TASK TO CARRY OUT:
Below is a listing with pictures in it. Copy it exactly without them.

RECORDS SHOWN:
* * *
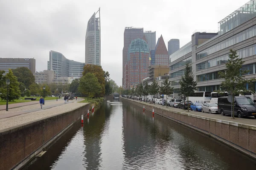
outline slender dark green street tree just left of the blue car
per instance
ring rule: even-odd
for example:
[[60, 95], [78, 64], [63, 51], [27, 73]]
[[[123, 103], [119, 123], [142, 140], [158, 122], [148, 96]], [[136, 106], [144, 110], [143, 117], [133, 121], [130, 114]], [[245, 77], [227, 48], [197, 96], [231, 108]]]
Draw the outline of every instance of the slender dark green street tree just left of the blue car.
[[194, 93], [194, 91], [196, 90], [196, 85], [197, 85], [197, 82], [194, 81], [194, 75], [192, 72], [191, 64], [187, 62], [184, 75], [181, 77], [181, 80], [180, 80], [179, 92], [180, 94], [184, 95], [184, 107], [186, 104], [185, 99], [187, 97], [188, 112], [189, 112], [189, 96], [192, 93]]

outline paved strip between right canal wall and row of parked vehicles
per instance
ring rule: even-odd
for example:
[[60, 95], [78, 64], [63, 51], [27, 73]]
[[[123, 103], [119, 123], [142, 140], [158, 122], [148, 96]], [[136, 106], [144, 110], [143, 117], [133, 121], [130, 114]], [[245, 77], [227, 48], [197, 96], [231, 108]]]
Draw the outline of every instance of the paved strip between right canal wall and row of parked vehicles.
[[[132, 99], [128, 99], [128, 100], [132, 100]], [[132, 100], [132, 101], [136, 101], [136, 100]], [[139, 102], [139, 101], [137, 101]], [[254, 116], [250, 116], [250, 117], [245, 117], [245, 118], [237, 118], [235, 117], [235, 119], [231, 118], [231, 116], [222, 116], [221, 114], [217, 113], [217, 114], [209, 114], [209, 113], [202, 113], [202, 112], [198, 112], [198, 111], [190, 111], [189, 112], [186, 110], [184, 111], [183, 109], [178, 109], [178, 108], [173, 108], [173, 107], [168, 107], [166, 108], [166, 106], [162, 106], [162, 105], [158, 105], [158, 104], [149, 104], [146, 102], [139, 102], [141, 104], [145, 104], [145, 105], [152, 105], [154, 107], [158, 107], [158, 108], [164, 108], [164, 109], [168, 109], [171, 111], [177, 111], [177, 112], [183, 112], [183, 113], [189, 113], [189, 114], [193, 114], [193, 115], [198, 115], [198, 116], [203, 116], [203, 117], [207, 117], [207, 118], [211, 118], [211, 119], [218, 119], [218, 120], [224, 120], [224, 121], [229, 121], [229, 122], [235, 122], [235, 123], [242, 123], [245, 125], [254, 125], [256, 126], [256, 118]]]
* * *
SOLUTION FOR THIS TASK:
outline slender dark green street tree just left of the blue car
per instance
ring rule: even-odd
for example:
[[60, 95], [78, 64], [63, 51], [27, 73]]
[[[123, 103], [119, 123], [142, 140], [158, 122], [148, 96]], [[136, 106], [144, 110], [143, 117], [133, 121], [130, 114]], [[245, 77], [227, 48], [197, 96], [231, 108]]]
Draw the outline of every instance of the slender dark green street tree just left of the blue car.
[[194, 93], [194, 91], [196, 90], [196, 85], [197, 85], [197, 82], [194, 81], [194, 75], [192, 72], [191, 64], [187, 62], [184, 75], [181, 77], [181, 80], [180, 80], [179, 92], [180, 94], [184, 95], [184, 107], [186, 104], [185, 99], [187, 97], [188, 112], [189, 112], [189, 96], [192, 93]]

outline paved strip between right canal wall and row of parked vehicles
per instance
ring rule: even-odd
for example:
[[60, 95], [78, 64], [63, 51], [27, 73]]
[[[123, 103], [119, 123], [142, 140], [158, 122], [148, 96]], [[136, 106], [144, 110], [143, 117], [133, 121], [130, 114]], [[245, 77], [227, 48], [197, 96], [231, 108]]]
Draw the outline of every instance of the paved strip between right canal wall and row of parked vehicles.
[[[132, 99], [128, 99], [128, 100], [132, 100]], [[132, 100], [132, 101], [136, 101], [136, 100]], [[139, 102], [139, 101], [137, 101]], [[254, 116], [250, 116], [250, 117], [245, 117], [245, 118], [237, 118], [235, 117], [235, 119], [231, 118], [231, 116], [222, 116], [221, 114], [217, 113], [217, 114], [209, 114], [209, 113], [202, 113], [202, 112], [198, 112], [198, 111], [190, 111], [189, 112], [186, 110], [184, 111], [183, 109], [178, 109], [178, 108], [173, 108], [173, 107], [168, 107], [166, 108], [166, 106], [162, 106], [162, 105], [158, 105], [158, 104], [149, 104], [146, 102], [139, 102], [141, 104], [145, 104], [145, 105], [152, 105], [154, 107], [158, 107], [158, 108], [164, 108], [164, 109], [168, 109], [171, 111], [177, 111], [177, 112], [183, 112], [183, 113], [189, 113], [189, 114], [193, 114], [193, 115], [198, 115], [198, 116], [203, 116], [203, 117], [207, 117], [207, 118], [211, 118], [211, 119], [218, 119], [218, 120], [224, 120], [224, 121], [229, 121], [229, 122], [235, 122], [235, 123], [242, 123], [245, 125], [254, 125], [256, 126], [256, 118]]]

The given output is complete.